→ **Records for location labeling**

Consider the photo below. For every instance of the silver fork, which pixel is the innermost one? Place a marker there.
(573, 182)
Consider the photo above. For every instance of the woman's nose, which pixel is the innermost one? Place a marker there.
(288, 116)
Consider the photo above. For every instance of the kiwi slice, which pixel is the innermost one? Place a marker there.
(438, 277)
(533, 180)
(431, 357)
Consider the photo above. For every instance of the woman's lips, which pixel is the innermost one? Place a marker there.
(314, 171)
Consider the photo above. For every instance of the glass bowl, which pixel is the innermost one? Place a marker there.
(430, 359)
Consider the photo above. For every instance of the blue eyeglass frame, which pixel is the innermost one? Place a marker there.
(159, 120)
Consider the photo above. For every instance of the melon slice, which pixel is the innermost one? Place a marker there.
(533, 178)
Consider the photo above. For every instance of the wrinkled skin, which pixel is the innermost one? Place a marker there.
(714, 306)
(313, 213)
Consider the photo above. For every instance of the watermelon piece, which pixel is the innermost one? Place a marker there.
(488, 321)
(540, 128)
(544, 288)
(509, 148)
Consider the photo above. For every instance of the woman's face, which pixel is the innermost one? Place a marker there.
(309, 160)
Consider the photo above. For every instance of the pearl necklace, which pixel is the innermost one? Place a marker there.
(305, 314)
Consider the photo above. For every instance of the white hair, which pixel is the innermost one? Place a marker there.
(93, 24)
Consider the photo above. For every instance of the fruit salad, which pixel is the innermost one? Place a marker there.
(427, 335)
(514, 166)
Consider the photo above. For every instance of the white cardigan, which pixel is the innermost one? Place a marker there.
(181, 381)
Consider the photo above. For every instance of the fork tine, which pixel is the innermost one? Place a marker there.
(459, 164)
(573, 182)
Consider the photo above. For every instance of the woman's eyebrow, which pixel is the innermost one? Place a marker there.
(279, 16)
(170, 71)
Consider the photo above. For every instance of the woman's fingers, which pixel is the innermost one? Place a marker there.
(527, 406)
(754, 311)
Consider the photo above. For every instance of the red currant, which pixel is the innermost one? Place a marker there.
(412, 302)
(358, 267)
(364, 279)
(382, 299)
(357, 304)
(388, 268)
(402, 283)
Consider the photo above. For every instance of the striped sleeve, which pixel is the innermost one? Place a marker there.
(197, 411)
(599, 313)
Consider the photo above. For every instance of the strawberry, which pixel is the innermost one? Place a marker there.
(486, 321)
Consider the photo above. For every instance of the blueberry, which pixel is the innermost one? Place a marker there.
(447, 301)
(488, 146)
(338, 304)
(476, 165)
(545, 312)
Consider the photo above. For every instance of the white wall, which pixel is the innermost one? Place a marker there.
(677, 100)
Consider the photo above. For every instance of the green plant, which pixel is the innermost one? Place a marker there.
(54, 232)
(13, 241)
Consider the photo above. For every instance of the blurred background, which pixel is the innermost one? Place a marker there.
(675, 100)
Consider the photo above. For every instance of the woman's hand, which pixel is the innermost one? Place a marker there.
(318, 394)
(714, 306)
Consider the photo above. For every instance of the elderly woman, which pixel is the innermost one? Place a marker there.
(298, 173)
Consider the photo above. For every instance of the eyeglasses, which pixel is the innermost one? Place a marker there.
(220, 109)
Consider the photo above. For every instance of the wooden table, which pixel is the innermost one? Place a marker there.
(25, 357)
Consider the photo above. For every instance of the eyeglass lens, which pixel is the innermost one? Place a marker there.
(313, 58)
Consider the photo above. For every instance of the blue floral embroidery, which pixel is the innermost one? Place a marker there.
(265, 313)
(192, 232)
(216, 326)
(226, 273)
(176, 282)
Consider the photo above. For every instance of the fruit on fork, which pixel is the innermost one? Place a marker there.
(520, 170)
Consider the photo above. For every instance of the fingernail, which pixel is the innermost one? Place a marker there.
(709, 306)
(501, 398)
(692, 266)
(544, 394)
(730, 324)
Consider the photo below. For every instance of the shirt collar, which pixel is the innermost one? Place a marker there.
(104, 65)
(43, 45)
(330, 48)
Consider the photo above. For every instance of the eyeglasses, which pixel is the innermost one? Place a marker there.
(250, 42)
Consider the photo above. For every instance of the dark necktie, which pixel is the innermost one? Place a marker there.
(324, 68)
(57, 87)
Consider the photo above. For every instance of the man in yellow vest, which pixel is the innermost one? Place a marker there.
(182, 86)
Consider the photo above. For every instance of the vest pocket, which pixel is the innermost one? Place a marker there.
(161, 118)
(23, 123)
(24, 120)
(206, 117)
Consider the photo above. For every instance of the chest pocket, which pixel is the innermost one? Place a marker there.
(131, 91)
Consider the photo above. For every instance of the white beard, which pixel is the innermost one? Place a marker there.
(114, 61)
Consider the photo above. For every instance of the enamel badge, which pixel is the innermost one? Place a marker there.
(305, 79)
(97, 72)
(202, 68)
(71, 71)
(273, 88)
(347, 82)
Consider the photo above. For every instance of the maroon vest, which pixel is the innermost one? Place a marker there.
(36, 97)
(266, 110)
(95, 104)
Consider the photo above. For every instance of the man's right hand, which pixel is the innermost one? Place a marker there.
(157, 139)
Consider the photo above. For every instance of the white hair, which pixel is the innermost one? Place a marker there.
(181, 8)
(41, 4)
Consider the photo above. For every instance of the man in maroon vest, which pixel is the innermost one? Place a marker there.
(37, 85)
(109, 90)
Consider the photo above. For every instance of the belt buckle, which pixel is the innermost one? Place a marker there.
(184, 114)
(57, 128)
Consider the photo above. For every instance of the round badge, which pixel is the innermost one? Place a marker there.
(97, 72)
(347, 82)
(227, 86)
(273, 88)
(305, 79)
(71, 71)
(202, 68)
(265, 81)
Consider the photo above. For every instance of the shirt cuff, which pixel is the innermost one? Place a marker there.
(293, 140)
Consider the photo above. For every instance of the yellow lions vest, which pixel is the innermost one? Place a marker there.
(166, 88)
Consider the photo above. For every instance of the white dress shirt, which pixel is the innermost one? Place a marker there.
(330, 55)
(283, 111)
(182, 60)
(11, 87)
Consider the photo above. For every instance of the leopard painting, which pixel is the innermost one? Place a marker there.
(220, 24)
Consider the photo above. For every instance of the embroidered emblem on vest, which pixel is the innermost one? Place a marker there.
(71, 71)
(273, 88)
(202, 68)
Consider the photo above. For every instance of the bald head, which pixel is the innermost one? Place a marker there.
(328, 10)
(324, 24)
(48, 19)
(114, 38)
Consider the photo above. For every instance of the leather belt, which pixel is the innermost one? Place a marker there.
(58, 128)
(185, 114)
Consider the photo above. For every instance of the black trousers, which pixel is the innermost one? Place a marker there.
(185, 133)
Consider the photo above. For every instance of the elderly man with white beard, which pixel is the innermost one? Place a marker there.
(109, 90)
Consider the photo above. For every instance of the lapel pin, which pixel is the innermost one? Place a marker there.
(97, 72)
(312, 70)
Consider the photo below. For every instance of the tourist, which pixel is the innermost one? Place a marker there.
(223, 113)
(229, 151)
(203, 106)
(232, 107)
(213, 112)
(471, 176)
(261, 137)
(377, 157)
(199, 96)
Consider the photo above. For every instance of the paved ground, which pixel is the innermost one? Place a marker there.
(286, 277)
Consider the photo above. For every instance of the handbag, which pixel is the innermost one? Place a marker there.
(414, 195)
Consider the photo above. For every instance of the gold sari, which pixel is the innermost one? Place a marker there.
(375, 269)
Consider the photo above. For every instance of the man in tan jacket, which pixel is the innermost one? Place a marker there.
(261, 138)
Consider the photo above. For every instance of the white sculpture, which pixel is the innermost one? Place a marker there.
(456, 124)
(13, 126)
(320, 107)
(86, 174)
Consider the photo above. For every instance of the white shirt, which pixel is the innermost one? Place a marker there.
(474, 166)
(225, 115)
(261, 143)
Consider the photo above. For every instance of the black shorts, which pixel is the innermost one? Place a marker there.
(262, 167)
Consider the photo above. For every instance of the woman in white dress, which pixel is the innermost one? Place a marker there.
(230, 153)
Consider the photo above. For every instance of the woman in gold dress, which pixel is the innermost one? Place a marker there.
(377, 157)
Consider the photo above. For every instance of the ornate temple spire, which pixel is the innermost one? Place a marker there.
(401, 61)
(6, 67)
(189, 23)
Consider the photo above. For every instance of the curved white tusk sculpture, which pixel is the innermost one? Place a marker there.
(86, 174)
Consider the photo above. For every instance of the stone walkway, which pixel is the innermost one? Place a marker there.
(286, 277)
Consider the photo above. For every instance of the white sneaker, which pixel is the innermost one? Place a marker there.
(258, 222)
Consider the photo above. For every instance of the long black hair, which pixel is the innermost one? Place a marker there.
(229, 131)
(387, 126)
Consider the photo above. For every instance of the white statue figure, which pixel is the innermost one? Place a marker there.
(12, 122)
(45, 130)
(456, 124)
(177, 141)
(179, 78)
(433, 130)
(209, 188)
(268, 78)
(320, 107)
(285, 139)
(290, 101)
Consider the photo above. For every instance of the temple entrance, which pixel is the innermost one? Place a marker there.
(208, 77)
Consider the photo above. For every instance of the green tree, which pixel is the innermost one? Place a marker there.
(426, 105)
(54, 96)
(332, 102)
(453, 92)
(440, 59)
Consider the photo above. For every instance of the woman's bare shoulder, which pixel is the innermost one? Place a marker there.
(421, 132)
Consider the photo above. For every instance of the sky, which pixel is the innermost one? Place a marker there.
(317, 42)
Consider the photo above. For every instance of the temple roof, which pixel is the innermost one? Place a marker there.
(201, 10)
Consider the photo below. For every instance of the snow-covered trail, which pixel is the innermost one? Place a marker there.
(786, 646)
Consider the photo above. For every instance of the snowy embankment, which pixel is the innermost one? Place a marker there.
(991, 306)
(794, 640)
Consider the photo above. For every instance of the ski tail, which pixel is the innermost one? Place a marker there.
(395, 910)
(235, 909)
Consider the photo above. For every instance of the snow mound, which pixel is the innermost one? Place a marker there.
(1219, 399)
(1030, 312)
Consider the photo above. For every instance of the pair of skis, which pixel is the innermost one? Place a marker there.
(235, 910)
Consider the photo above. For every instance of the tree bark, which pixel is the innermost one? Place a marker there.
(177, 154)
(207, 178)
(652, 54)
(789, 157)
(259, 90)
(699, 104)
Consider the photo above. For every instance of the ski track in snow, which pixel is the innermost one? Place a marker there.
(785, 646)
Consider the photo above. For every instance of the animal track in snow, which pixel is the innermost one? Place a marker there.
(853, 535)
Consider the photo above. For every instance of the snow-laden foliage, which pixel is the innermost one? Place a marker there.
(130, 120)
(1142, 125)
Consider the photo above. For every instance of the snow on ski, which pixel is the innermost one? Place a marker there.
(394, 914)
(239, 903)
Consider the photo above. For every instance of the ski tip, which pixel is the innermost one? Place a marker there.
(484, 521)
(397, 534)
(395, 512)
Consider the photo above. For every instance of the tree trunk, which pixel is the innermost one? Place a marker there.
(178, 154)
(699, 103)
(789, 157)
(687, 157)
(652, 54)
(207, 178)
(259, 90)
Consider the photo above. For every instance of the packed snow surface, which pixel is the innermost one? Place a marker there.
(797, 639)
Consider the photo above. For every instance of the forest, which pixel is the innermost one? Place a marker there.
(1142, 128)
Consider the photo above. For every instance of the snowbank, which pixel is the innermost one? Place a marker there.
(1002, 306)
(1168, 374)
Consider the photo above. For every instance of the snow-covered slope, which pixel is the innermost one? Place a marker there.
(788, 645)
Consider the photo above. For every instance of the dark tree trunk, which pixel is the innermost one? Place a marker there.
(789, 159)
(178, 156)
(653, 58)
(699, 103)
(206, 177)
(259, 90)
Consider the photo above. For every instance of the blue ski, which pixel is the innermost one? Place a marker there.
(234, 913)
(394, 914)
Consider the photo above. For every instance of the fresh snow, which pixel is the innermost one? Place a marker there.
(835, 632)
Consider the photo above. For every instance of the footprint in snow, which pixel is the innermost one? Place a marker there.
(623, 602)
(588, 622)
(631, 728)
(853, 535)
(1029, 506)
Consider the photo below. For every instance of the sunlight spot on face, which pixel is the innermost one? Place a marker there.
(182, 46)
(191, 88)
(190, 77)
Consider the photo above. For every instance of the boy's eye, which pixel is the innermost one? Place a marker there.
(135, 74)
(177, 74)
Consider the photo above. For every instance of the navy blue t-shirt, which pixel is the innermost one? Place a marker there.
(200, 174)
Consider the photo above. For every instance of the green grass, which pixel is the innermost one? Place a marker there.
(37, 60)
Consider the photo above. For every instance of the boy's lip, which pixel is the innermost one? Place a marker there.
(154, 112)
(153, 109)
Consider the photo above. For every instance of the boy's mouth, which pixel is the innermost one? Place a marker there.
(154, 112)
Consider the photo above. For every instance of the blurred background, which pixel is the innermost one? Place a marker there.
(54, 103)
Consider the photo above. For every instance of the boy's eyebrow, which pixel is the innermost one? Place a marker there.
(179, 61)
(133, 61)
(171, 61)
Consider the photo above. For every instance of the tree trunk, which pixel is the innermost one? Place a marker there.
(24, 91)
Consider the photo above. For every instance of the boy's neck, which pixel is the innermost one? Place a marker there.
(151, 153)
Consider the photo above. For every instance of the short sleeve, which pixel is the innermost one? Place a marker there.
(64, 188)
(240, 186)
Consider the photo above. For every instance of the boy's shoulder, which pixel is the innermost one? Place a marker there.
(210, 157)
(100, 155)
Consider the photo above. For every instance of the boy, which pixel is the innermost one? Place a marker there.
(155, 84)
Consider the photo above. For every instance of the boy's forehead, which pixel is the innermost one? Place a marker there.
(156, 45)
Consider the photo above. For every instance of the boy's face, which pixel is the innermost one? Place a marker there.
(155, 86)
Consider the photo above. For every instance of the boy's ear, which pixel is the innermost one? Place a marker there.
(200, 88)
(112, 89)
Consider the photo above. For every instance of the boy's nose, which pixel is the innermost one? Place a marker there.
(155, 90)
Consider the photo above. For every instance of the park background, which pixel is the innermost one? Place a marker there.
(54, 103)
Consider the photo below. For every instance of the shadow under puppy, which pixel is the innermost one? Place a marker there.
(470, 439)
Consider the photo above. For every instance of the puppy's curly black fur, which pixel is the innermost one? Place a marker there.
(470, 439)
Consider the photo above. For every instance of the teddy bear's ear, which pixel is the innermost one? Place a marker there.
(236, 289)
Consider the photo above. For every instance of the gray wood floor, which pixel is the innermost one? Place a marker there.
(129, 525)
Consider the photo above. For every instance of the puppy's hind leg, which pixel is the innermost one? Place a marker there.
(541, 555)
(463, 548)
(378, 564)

→ **Do this**
Please repeat verbatim the lines of the data from the one containing "the puppy's curly" through the final line, both ends included.

→ **Result of the exercise**
Consider the photo above. For every instance of the puppy's curly black fur, which pixel is the innermost one? Place a marker there.
(470, 439)
Consider the photo above. For every instance of the teddy bear's ear, which pixel is the innermost one? Place a marker there.
(236, 289)
Consider the photo above. For every instance of the gray wood floor, which pixel is the innermost one? Place a marker there.
(129, 525)
Consider the photo above. For every instance of the puppy's hind leg, which pixel is the innermost one? Place a marker there.
(541, 555)
(463, 548)
(378, 564)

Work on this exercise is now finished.